[Opening Excerpt provided section]

As a regular part of our business, packaway inventory levels will vary over time based on availability of compelling opportunities in the marketplace. Packaway merchandise is purchased with the intent that it will be stored in our warehouses until a later date. The timing of the release of packaway inventory to our stores is principally driven by the product mix and seasonality of the merchandise, and its relation to our store merchandise assortment plans. As such, the aging of packaway varies by merchandise category and seasonality of purchase, but typically packaway remains in storage less than six months. We expect to continue to take advantage of packaway inventory opportunities to deliver bargains to our customers.

Changes in packaway inventory levels impact our operating cash flow. As of August 2, 2014, packaway inventory was 43% of total inventory compared to 49% at the end of fiscal 2013. At the end of the second quarter for fiscal 2013, packaway inventory was 46% of total inventory compared to 47% at the end of fiscal 2012.

Investing Activities

Net cash used in investing activities was $248.4 million and $282.9 million for the six month periods ended August 2, 2014 and August 3, 2013, respectively. The decrease in cash used for investing activities for the six month period ended August 2, 2014, compared to the six month period ended August 3, 2013 was primarily due to timing of capital expenditures related to the construction of our distribution centers.

Our capital expenditures were $253.4 million and $271.7 million for the six month periods ended August 2, 2014 and August 3, 2013, respectively. Our capital expenditures include costs to build or expand distribution centers, open new stores and improve existing stores, and for various other expenditures related to our information technology systems, buying, and corporate offices.

In October 2013, we entered into a Sale-Purchase Agreement under which we have the right to purchase the office building where our New York buying office is located for $222 million. The building is subject to a 99 year ground lease. The Sale-Purchase Agreement contemplates completion of the purchase of the building on or before September 22, 2014, subject to satisfaction of various closing conditions. Under the Sale-Purchase Agreement, we provided a deposit of 10% of the purchase price. In the event the we do not complete the purchase of the building, we would forfeit the deposit but have no further liability to the seller or obligation to complete the purchase. Our deposit of $22.2 million is currently in escrow pending completion of the purchase. We plan to finance the purchase of the building in 2014.

[Closing Excerpt provided section]

▸ **What you need to do**:
Answer these questions from the excerpt on packaway inventory and investing activities above:
(a) How long does packaway typically remain in storage?
(b) What share of total inventory was packaway as of August 2, 2014?
(c) For what price does the Sale-Purchase Agreement give the right to buy the office building?

[Opening Dataset entries section]

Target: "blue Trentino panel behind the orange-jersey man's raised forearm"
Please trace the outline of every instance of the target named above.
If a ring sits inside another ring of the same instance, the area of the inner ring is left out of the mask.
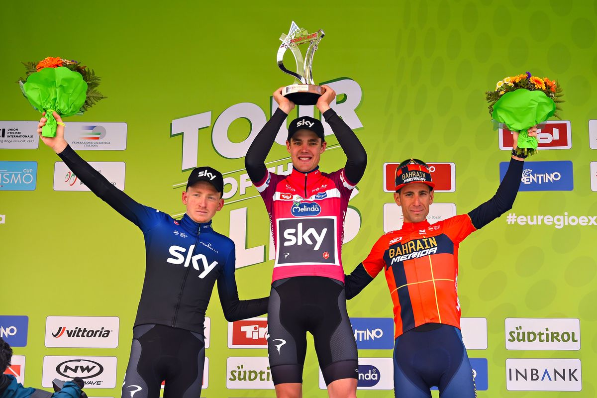
[[[510,162],[500,162],[500,181]],[[571,191],[574,178],[571,161],[525,162],[519,191]]]

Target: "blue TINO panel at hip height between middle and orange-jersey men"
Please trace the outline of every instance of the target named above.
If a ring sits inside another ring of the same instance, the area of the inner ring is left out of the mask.
[[[359,350],[392,350],[394,320],[392,318],[350,318]]]

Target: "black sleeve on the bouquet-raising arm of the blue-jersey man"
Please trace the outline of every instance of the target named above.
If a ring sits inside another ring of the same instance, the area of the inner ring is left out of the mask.
[[[122,192],[112,184],[99,171],[81,159],[69,145],[58,154],[66,166],[75,173],[98,198],[109,204],[113,209],[122,214],[127,220],[130,220],[138,227],[147,222],[145,206],[131,199],[126,193]]]

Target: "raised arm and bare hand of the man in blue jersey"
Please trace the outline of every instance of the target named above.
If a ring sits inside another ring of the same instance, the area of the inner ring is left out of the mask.
[[[45,115],[45,113],[44,113]],[[54,112],[54,118],[59,123],[62,123],[60,116]],[[95,193],[98,198],[108,203],[113,209],[122,214],[125,218],[136,224],[142,230],[150,228],[150,219],[148,217],[150,212],[155,212],[155,209],[147,208],[146,206],[137,203],[131,199],[130,196],[113,186],[106,177],[100,174],[99,171],[91,167],[85,162],[81,156],[69,146],[64,140],[64,126],[58,125],[56,129],[56,137],[43,137],[41,129],[47,122],[46,118],[41,118],[38,125],[39,137],[44,141],[44,144],[51,147],[54,152],[60,156],[66,166],[75,173],[91,192]]]

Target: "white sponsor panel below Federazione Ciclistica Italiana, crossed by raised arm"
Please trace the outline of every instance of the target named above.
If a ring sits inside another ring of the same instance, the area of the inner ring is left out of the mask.
[[[106,177],[119,190],[124,190],[124,162],[89,162],[90,166]],[[89,191],[90,189],[70,171],[64,162],[54,163],[55,191]]]

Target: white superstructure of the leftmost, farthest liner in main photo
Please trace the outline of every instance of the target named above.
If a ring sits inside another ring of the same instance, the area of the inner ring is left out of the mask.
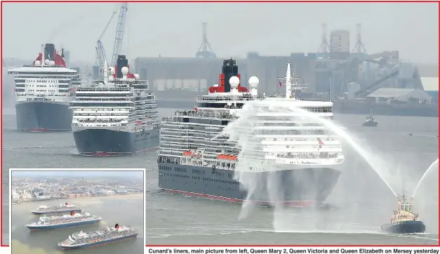
[[[55,65],[53,60],[42,58],[34,65],[9,69],[14,76],[15,97],[18,103],[48,101],[68,104],[74,99],[75,89],[81,83],[76,70]]]

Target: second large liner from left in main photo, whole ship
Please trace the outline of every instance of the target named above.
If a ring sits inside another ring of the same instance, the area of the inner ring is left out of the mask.
[[[159,147],[156,96],[147,80],[129,73],[119,55],[116,67],[102,68],[103,80],[76,91],[72,131],[81,155],[128,155]]]

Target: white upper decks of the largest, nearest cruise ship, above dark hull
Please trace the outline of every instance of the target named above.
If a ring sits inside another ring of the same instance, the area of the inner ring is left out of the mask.
[[[295,168],[337,168],[345,162],[338,138],[322,124],[311,122],[307,117],[288,109],[295,105],[324,119],[333,119],[333,102],[301,100],[292,93],[304,86],[291,75],[290,63],[286,71],[286,96],[269,97],[258,95],[259,80],[251,76],[250,91],[240,93],[239,78],[229,79],[229,93],[210,93],[196,98],[194,111],[175,112],[174,116],[162,119],[159,156],[183,165],[213,166],[235,170],[240,150],[227,137],[218,137],[229,122],[236,121],[243,106],[249,101],[253,109],[249,125],[242,130],[244,135],[256,142],[255,150],[241,153],[246,161],[274,163],[271,171]],[[218,85],[215,85],[218,86]],[[271,102],[278,108],[271,109]],[[269,105],[269,106],[268,106]],[[247,114],[247,113],[246,113]],[[243,170],[241,167],[241,170]],[[252,172],[267,171],[267,167],[249,166]]]

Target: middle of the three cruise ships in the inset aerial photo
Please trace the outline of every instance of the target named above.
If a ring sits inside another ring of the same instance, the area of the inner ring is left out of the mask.
[[[37,222],[25,225],[31,230],[42,229],[63,229],[65,227],[76,227],[81,225],[95,224],[102,220],[102,217],[93,215],[91,213],[75,213],[70,212],[70,215],[62,216],[43,216]]]

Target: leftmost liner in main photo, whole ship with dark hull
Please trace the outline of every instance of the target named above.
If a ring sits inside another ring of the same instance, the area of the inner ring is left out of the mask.
[[[74,69],[66,68],[64,53],[53,44],[42,45],[32,65],[9,69],[15,81],[18,131],[70,131],[75,89],[81,83]]]

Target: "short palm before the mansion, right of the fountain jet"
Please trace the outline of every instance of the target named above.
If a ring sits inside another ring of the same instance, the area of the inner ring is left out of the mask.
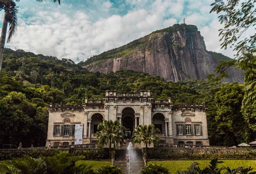
[[[139,125],[135,128],[133,132],[132,139],[134,143],[143,142],[147,147],[154,141],[158,139],[156,134],[159,132],[159,129],[156,129],[154,125]]]

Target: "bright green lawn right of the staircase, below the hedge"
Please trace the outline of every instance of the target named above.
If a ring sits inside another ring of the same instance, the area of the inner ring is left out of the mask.
[[[165,166],[171,173],[176,173],[178,170],[186,170],[190,167],[191,163],[194,161],[199,163],[200,168],[205,168],[209,165],[210,160],[180,160],[180,161],[149,161],[153,164],[162,164]],[[230,168],[237,168],[239,166],[244,166],[245,168],[251,166],[256,171],[256,160],[220,160],[223,163],[218,164],[219,166],[229,166]]]

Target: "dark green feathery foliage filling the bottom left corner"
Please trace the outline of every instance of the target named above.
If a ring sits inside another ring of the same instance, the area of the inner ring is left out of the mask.
[[[68,151],[62,151],[52,157],[32,158],[25,156],[0,163],[1,172],[10,170],[18,173],[92,173],[91,166],[76,165],[83,156],[68,156]]]

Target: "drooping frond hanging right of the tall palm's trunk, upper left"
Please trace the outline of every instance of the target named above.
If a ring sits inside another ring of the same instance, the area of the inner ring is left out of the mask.
[[[10,10],[10,17],[9,17],[9,20],[8,20],[8,23],[9,23],[9,34],[8,34],[7,42],[10,42],[12,36],[16,32],[17,21],[18,21],[18,19],[17,19],[18,9],[16,8],[15,5],[11,6],[10,9],[11,9]]]

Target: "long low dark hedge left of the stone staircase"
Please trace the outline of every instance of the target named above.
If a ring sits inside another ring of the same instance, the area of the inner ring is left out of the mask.
[[[38,157],[46,157],[46,156],[54,156],[59,153],[59,149],[35,149],[35,150],[0,150],[0,161],[20,158],[24,155],[38,158]],[[69,156],[77,156],[82,155],[84,159],[92,160],[92,159],[110,159],[109,149],[86,149],[86,150],[74,150],[72,153],[69,153]]]

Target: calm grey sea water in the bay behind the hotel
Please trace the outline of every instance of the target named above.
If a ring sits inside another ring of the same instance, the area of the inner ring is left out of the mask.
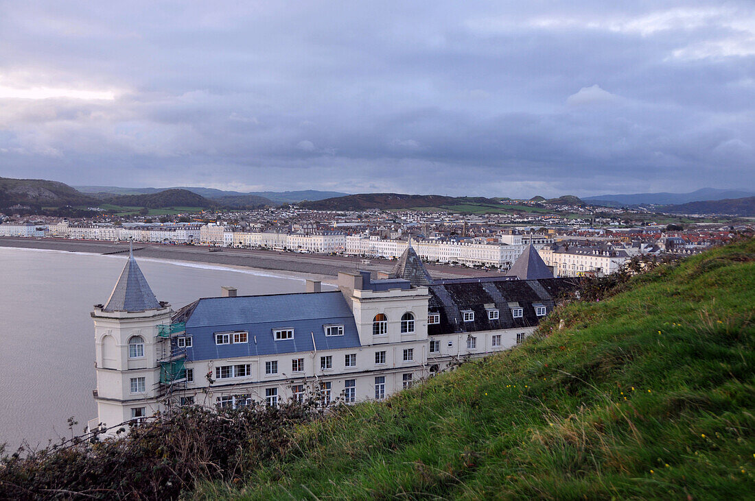
[[[127,255],[0,247],[0,444],[6,454],[23,441],[32,447],[70,437],[67,419],[97,417],[92,397],[94,324]],[[304,292],[304,279],[270,271],[139,258],[137,263],[160,301],[174,310],[220,295]]]

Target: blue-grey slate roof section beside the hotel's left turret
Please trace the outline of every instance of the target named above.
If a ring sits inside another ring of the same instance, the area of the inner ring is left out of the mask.
[[[193,337],[187,355],[193,360],[360,346],[351,308],[338,291],[203,298],[179,310],[173,321],[186,322],[186,335]],[[344,325],[344,335],[325,336],[325,325]],[[293,328],[294,338],[275,341],[278,328]],[[228,331],[248,332],[248,342],[215,344],[214,335]]]

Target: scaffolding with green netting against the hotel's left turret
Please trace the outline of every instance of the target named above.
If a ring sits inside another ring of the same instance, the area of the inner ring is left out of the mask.
[[[186,322],[157,325],[156,338],[160,343],[157,362],[160,367],[159,398],[167,412],[180,405],[180,393],[186,389],[186,347],[178,346],[178,338],[185,335]]]

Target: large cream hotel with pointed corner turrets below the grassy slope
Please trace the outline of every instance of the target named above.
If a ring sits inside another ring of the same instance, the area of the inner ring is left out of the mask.
[[[393,273],[340,273],[334,291],[236,296],[179,310],[155,298],[133,254],[97,304],[94,430],[180,405],[381,400],[532,334],[575,283],[528,247],[509,276],[433,280],[408,247]]]

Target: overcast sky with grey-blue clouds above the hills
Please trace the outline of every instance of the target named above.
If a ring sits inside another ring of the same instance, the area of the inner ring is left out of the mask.
[[[753,189],[753,148],[752,0],[0,0],[0,176]]]

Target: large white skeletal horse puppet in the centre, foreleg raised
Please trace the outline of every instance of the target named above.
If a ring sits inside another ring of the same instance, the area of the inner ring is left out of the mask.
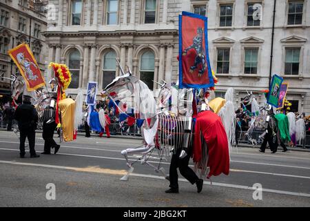
[[[123,72],[123,70],[121,69]],[[168,92],[168,88],[165,84],[161,85],[160,97],[167,99],[171,94]],[[161,162],[167,160],[170,151],[176,150],[183,140],[183,123],[180,117],[176,115],[169,115],[164,113],[162,106],[156,106],[156,100],[151,90],[147,85],[138,79],[138,77],[129,73],[116,77],[112,83],[107,85],[101,92],[103,96],[109,96],[110,99],[116,104],[116,100],[125,102],[126,104],[132,104],[135,116],[139,119],[145,119],[141,126],[141,133],[143,135],[143,144],[136,148],[127,148],[121,151],[121,154],[125,157],[129,170],[127,175],[124,175],[121,180],[128,180],[130,173],[134,171],[132,166],[136,162],[141,164],[147,164],[151,166],[156,172],[161,172],[166,179],[169,179],[169,175],[165,173]],[[105,124],[104,120],[101,121],[101,126]],[[154,166],[148,160],[152,153],[158,153],[158,166]],[[130,162],[128,155],[133,153],[141,153],[141,157],[138,160]]]

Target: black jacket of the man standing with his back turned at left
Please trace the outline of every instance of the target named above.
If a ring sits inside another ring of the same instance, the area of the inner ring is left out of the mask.
[[[19,122],[19,130],[35,130],[37,128],[38,113],[31,103],[23,102],[15,111],[14,119]]]

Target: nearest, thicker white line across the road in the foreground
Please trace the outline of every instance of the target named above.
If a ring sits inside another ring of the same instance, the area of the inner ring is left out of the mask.
[[[4,161],[0,160],[1,164],[13,164],[13,165],[22,165],[22,166],[40,166],[45,168],[51,168],[51,169],[65,169],[65,170],[74,170],[76,171],[76,168],[74,167],[68,167],[68,166],[55,166],[55,165],[49,165],[49,164],[33,164],[33,163],[23,163],[23,162],[13,162],[13,161]],[[88,172],[89,173],[89,172]],[[136,177],[147,177],[147,178],[153,178],[158,180],[165,180],[165,177],[157,176],[157,175],[146,175],[146,174],[140,174],[140,173],[131,173],[130,175],[136,176]],[[179,179],[182,182],[188,182],[185,179]],[[205,185],[211,185],[211,186],[223,186],[223,187],[230,187],[235,189],[245,189],[249,191],[253,191],[253,187],[251,186],[242,186],[242,185],[236,185],[236,184],[224,184],[219,182],[209,182],[205,181]],[[291,191],[279,191],[275,189],[262,189],[262,191],[269,192],[269,193],[278,193],[278,194],[284,194],[284,195],[296,195],[296,196],[302,196],[310,198],[310,194],[308,193],[296,193]]]

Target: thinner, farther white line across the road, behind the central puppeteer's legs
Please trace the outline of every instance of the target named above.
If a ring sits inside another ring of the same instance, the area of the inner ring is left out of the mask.
[[[19,151],[16,149],[10,149],[10,148],[0,148],[0,150],[3,151]],[[26,151],[29,152],[29,151]],[[73,153],[57,153],[57,155],[68,155],[68,156],[75,156],[75,157],[92,157],[92,158],[99,158],[99,159],[106,159],[106,160],[125,160],[124,158],[118,158],[118,157],[101,157],[101,156],[95,156],[95,155],[81,155],[81,154],[73,154]],[[128,156],[131,158],[134,158],[135,160],[138,159],[138,157],[134,156]],[[158,161],[148,161],[150,163],[158,164]],[[169,162],[161,162],[161,164],[167,164],[169,165]],[[194,167],[192,165],[189,165],[190,167]],[[269,173],[269,172],[261,172],[261,171],[245,171],[245,170],[238,170],[238,169],[230,169],[231,172],[243,172],[243,173],[260,173],[265,175],[278,175],[282,177],[296,177],[301,179],[310,179],[310,177],[306,176],[299,176],[299,175],[290,175],[290,174],[283,174],[283,173]]]

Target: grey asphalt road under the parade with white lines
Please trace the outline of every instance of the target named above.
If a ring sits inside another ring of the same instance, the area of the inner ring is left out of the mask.
[[[310,153],[234,149],[228,176],[212,177],[212,184],[205,180],[198,194],[180,175],[180,193],[171,195],[165,193],[169,182],[147,165],[134,164],[130,180],[120,180],[127,170],[121,150],[140,144],[78,136],[63,142],[56,155],[30,158],[27,152],[21,159],[16,135],[0,131],[0,206],[310,206]],[[41,134],[36,150],[43,151]],[[156,154],[152,162],[157,165]],[[163,167],[169,171],[169,159]],[[50,183],[56,200],[46,198]],[[253,198],[256,183],[262,185],[262,200]]]

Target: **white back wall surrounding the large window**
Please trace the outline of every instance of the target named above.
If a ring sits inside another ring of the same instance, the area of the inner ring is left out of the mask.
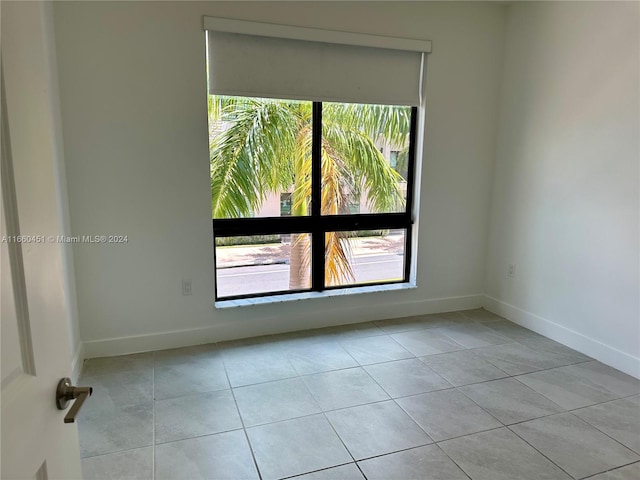
[[[129,237],[75,246],[89,356],[480,305],[505,7],[56,2],[54,13],[72,230]],[[213,308],[205,14],[433,41],[416,289]]]

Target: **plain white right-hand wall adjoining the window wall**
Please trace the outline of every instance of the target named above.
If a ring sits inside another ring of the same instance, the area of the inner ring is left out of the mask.
[[[635,376],[639,6],[511,7],[486,283],[491,309]]]

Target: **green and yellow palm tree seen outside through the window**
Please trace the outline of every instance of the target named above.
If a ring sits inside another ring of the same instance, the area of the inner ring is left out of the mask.
[[[211,207],[213,218],[247,217],[271,192],[292,188],[293,216],[307,215],[311,199],[311,102],[209,96]],[[366,192],[374,212],[397,211],[402,177],[376,141],[403,147],[410,109],[323,104],[323,215],[344,213],[350,198]],[[353,279],[348,235],[326,234],[325,282]],[[308,288],[310,238],[294,235],[291,289]]]

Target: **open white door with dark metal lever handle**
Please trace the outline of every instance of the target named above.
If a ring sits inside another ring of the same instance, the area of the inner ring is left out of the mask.
[[[78,431],[55,405],[71,376],[52,114],[51,10],[0,2],[3,241],[1,478],[81,478]],[[49,23],[47,23],[49,22]],[[90,400],[89,400],[90,401]]]

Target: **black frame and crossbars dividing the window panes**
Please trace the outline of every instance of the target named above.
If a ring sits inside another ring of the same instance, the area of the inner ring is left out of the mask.
[[[306,216],[214,218],[213,256],[214,271],[217,272],[216,238],[249,235],[287,235],[308,233],[311,235],[311,287],[302,290],[279,290],[242,295],[218,296],[215,281],[215,301],[258,298],[303,292],[322,292],[343,288],[390,285],[409,282],[411,272],[411,239],[413,228],[414,174],[416,162],[416,130],[418,108],[411,108],[409,130],[409,158],[407,198],[405,211],[397,213],[359,213],[346,215],[322,215],[322,102],[313,102],[311,144],[311,211]],[[369,282],[355,285],[325,285],[325,234],[327,232],[358,230],[405,230],[404,271],[402,280],[391,282]]]

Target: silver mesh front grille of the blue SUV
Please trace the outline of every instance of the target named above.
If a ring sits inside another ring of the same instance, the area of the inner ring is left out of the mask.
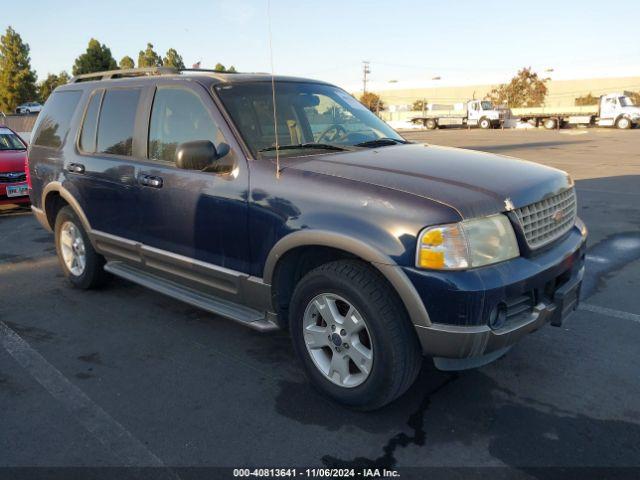
[[[576,193],[573,188],[514,210],[529,248],[540,248],[560,238],[576,220]]]

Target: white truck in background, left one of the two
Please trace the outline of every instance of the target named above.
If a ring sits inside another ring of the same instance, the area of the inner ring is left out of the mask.
[[[450,125],[492,128],[500,126],[504,112],[496,110],[488,100],[469,100],[455,105],[427,104],[421,115],[411,118],[429,130]]]

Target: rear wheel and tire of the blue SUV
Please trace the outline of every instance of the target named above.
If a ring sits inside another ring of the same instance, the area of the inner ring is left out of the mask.
[[[97,253],[87,232],[82,227],[73,209],[69,206],[62,207],[56,216],[54,228],[56,253],[62,267],[62,272],[74,288],[88,290],[104,285],[109,279],[109,274],[104,271],[105,259]],[[74,246],[69,245],[71,240]],[[77,240],[77,243],[75,241]],[[84,264],[76,260],[75,266],[68,264],[69,255],[78,258],[84,255]]]

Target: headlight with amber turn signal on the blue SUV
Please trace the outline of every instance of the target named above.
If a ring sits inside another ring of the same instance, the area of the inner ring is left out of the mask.
[[[502,214],[425,228],[416,266],[436,270],[481,267],[520,255],[509,219]]]

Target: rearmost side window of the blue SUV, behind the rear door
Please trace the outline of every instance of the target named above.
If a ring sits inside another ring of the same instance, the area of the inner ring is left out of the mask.
[[[52,148],[62,146],[69,134],[71,119],[81,95],[80,90],[54,92],[51,95],[38,119],[34,145]]]

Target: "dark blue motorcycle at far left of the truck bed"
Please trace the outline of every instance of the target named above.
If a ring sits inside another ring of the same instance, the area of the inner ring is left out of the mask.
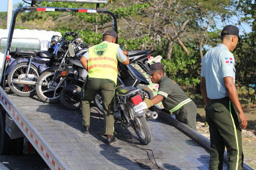
[[[52,42],[57,44],[60,38],[54,35]],[[49,51],[21,51],[16,49],[14,56],[7,63],[9,67],[6,75],[9,88],[20,96],[35,95],[36,81],[43,70],[52,67],[52,63],[56,61],[55,55]]]

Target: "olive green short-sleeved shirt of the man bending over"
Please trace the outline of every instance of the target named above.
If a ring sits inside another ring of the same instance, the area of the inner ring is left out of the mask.
[[[171,110],[180,102],[189,98],[175,81],[165,76],[162,76],[159,81],[157,94],[164,97],[162,103],[166,110]]]

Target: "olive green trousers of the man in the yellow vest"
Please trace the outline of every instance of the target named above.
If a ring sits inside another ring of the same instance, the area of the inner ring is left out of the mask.
[[[114,93],[115,83],[109,79],[88,78],[82,98],[83,124],[90,126],[90,102],[99,93],[104,109],[104,135],[114,132]]]

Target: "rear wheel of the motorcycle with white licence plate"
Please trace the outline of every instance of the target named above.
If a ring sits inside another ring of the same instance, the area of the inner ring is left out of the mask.
[[[133,129],[139,137],[142,144],[149,144],[151,142],[151,132],[147,124],[145,116],[138,117],[135,115],[133,108],[129,108],[128,112],[133,117]]]

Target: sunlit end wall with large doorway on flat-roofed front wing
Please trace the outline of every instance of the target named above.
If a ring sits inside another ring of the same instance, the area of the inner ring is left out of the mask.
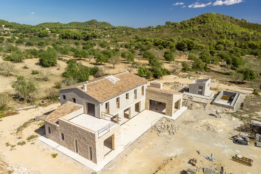
[[[99,163],[104,158],[104,140],[108,137],[114,135],[114,149],[117,149],[121,145],[121,130],[120,125],[115,125],[116,127],[110,130],[110,132],[106,133],[105,135],[98,138],[98,134],[96,134],[96,159],[97,163]]]

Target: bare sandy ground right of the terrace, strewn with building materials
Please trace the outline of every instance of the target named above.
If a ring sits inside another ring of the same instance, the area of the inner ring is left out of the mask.
[[[198,160],[198,167],[221,171],[221,167],[226,166],[227,172],[258,173],[261,149],[253,145],[237,145],[229,140],[238,134],[234,128],[241,122],[226,114],[215,118],[214,114],[213,110],[187,110],[176,121],[171,121],[181,125],[174,136],[159,137],[155,130],[148,130],[129,147],[132,150],[114,159],[101,173],[185,173],[188,168],[196,169],[188,164],[193,158]],[[211,154],[214,162],[204,157]],[[235,154],[253,159],[253,167],[232,161]]]

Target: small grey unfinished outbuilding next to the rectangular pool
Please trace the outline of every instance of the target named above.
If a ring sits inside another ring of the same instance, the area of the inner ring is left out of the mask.
[[[189,84],[188,92],[191,94],[198,94],[199,86],[203,86],[202,95],[206,95],[210,90],[211,79],[197,79]]]

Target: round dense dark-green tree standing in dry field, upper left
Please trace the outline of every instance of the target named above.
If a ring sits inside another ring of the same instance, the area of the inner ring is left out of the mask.
[[[57,64],[58,55],[55,51],[44,51],[39,55],[39,62],[43,67],[51,67]]]

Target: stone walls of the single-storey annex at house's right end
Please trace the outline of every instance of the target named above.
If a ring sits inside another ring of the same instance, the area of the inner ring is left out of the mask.
[[[171,94],[164,91],[155,91],[151,88],[146,89],[145,109],[149,110],[149,101],[155,100],[166,103],[165,115],[172,117],[174,114],[175,102],[180,100],[179,109],[182,107],[182,94]]]

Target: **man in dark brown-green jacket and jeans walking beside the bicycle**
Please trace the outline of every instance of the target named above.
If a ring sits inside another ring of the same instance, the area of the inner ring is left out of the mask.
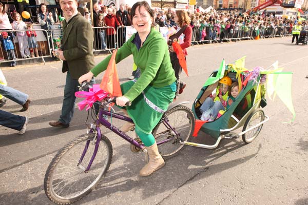
[[[53,54],[63,60],[62,72],[67,74],[61,116],[49,125],[67,128],[74,113],[78,78],[94,67],[93,30],[87,19],[78,12],[77,0],[60,0],[60,6],[65,16],[63,43]],[[94,83],[94,78],[91,83]]]

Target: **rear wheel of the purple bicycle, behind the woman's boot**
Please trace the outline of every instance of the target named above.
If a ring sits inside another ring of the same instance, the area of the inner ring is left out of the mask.
[[[175,133],[168,129],[163,120],[160,120],[158,125],[153,129],[153,136],[156,139],[157,144],[161,141],[174,138],[158,145],[158,150],[164,159],[167,159],[171,155],[179,152],[184,144],[180,144],[182,141],[187,141],[189,136],[191,136],[193,129],[195,128],[195,117],[192,111],[186,106],[176,106],[171,110],[167,111],[163,118],[168,120],[168,123],[174,128],[180,136],[175,135]]]

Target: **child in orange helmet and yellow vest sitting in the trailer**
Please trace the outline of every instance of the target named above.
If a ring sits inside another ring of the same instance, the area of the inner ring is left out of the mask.
[[[220,85],[216,89],[216,94],[207,97],[200,107],[201,120],[214,121],[220,110],[225,110],[227,106],[228,90],[232,84],[232,79],[225,76],[219,80]]]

[Closing Dataset entries section]

▸ **Your solution**:
(a) Less than six months.
(b) 43%.
(c) $222 million.